*** Opening Study material ***
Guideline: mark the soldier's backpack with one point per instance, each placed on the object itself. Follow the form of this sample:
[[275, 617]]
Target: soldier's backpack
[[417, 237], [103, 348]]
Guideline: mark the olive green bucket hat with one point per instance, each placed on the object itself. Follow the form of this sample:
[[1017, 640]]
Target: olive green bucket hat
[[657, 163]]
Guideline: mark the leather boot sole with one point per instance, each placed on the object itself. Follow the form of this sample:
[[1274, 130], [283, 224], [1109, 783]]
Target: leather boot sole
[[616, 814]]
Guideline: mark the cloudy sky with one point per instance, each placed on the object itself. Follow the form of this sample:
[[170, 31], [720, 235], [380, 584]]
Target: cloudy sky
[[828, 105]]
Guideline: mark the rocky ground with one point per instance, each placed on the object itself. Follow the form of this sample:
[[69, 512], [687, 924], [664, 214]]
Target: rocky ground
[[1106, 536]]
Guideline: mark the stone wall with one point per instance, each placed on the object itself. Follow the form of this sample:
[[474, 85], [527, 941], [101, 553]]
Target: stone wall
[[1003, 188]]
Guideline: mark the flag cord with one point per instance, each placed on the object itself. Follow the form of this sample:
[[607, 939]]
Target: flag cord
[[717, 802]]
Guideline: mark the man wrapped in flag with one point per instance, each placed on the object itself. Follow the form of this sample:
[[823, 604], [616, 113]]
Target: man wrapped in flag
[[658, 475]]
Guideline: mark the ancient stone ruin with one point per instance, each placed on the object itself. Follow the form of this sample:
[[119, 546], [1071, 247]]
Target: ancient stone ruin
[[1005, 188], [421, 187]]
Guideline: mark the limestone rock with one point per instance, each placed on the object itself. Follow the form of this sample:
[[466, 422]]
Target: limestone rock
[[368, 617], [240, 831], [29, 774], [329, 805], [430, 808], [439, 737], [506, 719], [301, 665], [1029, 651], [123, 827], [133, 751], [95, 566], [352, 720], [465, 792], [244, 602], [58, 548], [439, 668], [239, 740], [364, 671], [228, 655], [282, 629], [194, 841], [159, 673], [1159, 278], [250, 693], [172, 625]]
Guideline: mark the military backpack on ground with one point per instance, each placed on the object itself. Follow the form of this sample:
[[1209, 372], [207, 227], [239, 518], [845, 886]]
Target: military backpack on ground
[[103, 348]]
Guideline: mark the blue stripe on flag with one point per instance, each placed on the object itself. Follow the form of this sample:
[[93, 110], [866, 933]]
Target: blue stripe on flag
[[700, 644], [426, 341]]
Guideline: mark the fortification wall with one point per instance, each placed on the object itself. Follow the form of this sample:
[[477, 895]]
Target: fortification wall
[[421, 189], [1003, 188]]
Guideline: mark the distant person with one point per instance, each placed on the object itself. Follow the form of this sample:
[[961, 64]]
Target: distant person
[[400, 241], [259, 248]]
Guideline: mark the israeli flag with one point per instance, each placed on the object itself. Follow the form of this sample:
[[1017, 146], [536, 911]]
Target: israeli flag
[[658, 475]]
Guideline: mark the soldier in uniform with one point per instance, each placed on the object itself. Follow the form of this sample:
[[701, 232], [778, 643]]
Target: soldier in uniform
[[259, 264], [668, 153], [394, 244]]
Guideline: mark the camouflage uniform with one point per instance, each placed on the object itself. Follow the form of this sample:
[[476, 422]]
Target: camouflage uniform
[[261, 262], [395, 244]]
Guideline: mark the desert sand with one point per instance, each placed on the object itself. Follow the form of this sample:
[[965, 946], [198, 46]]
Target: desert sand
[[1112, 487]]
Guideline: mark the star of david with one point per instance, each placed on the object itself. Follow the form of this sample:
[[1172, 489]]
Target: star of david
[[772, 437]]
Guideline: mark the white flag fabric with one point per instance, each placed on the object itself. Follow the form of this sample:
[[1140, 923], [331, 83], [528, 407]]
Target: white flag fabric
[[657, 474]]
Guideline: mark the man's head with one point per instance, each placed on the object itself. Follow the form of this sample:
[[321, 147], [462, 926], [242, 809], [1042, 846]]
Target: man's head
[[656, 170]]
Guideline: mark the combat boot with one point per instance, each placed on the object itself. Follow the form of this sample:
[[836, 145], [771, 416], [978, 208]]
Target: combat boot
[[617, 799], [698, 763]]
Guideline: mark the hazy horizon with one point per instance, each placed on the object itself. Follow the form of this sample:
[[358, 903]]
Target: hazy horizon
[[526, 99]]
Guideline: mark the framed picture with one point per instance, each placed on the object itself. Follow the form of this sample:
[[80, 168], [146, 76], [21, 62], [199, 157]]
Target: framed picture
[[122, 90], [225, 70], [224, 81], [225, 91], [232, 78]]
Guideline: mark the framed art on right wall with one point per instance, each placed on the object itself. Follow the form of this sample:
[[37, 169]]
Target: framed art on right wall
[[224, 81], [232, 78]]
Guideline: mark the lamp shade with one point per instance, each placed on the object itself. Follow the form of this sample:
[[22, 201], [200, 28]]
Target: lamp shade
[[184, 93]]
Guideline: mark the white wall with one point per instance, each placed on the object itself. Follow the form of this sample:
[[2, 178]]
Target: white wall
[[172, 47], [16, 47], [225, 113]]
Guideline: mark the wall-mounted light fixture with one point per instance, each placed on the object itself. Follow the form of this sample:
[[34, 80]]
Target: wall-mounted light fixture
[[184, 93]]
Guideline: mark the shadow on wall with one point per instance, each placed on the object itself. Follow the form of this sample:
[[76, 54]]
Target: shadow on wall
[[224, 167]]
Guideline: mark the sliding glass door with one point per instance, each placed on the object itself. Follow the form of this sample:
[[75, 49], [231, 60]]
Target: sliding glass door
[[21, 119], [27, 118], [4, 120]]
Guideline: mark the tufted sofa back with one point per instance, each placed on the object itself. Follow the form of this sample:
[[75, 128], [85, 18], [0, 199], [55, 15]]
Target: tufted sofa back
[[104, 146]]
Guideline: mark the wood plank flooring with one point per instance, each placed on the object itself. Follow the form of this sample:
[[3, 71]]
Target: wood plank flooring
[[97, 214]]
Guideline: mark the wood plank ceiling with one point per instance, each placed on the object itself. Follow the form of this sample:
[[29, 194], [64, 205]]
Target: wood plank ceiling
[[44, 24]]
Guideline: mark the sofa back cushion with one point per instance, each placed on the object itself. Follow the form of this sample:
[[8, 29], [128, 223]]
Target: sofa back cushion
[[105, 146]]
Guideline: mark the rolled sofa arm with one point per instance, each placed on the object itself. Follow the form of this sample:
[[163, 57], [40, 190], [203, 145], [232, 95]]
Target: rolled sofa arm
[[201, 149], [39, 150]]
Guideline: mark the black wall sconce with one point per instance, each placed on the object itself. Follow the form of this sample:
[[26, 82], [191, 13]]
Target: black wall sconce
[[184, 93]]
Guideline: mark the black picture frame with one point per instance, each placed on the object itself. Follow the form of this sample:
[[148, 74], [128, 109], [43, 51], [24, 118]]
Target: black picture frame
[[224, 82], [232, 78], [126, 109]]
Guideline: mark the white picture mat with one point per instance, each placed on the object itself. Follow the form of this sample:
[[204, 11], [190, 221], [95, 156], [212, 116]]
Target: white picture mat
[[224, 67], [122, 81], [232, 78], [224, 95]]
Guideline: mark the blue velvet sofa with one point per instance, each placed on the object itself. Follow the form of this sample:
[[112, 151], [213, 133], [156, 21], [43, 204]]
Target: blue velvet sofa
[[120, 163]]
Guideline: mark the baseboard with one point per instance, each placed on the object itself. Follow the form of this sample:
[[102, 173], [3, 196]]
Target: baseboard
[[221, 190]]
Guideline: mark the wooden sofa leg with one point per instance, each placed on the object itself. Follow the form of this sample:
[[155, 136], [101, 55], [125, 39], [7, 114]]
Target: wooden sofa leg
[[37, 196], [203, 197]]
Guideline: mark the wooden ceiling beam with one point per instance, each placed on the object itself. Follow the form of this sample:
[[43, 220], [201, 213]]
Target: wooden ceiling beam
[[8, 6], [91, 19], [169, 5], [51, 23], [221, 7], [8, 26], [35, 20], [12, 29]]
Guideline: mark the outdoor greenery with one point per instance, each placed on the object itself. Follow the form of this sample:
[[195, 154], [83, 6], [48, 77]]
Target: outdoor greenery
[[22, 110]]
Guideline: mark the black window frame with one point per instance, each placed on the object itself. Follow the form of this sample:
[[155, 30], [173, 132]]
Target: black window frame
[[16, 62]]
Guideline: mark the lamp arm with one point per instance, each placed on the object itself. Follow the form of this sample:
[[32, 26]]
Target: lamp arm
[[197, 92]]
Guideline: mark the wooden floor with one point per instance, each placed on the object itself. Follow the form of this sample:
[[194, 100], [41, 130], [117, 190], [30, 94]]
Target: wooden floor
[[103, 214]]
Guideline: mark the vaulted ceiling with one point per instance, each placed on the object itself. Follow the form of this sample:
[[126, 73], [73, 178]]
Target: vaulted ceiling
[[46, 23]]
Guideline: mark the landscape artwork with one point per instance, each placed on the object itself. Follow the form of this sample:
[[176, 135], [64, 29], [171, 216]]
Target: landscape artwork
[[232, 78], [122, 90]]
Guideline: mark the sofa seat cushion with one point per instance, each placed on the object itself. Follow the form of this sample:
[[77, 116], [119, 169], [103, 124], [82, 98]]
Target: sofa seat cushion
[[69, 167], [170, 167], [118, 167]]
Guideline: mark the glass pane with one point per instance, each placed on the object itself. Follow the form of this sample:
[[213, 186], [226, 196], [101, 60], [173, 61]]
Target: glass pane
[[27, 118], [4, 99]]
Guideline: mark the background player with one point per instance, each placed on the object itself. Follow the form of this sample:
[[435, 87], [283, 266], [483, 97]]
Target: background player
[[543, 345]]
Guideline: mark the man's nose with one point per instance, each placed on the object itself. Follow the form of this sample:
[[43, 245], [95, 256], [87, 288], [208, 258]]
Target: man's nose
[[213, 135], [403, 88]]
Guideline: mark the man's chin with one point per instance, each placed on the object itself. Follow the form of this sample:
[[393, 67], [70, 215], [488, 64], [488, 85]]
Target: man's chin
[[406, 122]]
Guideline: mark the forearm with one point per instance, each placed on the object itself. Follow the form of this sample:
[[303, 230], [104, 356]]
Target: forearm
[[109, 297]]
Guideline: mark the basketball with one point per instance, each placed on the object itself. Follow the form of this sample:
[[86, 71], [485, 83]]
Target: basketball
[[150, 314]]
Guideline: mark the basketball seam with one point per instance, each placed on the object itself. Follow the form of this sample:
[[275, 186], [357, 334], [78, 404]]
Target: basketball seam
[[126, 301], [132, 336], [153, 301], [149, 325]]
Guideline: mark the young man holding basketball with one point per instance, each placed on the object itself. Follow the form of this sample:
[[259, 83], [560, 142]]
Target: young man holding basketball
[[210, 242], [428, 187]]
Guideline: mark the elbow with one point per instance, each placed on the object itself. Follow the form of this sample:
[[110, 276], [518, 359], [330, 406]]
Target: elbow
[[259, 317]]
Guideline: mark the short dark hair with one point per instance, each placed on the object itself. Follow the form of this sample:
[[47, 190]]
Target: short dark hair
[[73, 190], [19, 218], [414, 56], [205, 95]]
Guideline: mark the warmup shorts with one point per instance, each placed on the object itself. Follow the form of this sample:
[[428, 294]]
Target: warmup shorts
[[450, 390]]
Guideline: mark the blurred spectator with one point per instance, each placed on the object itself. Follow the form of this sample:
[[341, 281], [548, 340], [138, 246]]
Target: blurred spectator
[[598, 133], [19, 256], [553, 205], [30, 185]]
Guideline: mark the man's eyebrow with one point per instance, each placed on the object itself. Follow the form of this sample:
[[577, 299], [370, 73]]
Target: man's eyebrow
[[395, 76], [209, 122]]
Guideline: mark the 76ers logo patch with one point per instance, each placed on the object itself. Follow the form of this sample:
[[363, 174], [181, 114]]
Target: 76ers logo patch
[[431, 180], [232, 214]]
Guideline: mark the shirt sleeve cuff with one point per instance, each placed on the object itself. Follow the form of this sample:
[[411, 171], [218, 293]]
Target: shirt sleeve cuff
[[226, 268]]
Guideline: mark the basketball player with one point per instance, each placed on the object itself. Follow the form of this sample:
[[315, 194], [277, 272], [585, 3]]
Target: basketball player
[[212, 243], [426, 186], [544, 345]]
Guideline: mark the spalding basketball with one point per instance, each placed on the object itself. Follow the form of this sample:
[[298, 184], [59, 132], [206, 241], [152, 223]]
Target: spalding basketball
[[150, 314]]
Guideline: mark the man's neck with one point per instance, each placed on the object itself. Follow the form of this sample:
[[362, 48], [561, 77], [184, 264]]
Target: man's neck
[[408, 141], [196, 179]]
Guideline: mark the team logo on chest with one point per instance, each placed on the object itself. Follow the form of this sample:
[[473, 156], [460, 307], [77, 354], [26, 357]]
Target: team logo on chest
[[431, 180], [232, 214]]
*** Closing Study material ***
- [Assigned task]: Everything in the material above from the line that has "[[275, 617]]" through the line that has "[[119, 546], [1071, 247]]" must be duplicated exactly, with no other lines given.

- [Written response]:
[[275, 617]]
Target: soldier's backpack
[[417, 237], [103, 348]]
Guideline: mark the olive green bucket hat with one point per instance, each placed on the object itself. Follow the form of this sample:
[[1017, 640]]
Target: olive green bucket hat
[[657, 163]]
Guideline: mark the leather boot sole with one point per instance, each placed on the object itself. Follow the form of this sample:
[[1274, 130], [283, 224], [1109, 783]]
Target: leather boot sole
[[616, 814]]
Guideline: mark the cloudy sky with one point per instance, each placed on the object itself. Follow the form of this sample:
[[170, 31], [720, 235], [380, 584]]
Target: cloudy sky
[[828, 105]]
Guideline: mark the rocky ground with one point per instance, each placed on the object itself. Follow the form of this sample:
[[69, 512], [687, 924], [664, 214]]
Target: rocky ground
[[1106, 536]]
Guideline: mark the stone wall with one point per instance, each placed on the object itself. Follow the form of this sample:
[[474, 85], [527, 941], [101, 553]]
Target: stone wall
[[1003, 188]]
Guideline: mark the flag cord with one point per instance, each placed on the object itself. Follow the form of this sample:
[[607, 939]]
Target: flag cord
[[717, 802]]
Guideline: mark the man wrapped in flag with one point per instance, each placed on the object itself. Follow the form of this sample:
[[823, 604], [616, 113]]
Target: man wrapped in flag
[[658, 475]]
Guideline: mark the ancient stone ruin with one point per instance, each placed on the object itself. Follow the form of this sample:
[[119, 546], [1071, 247]]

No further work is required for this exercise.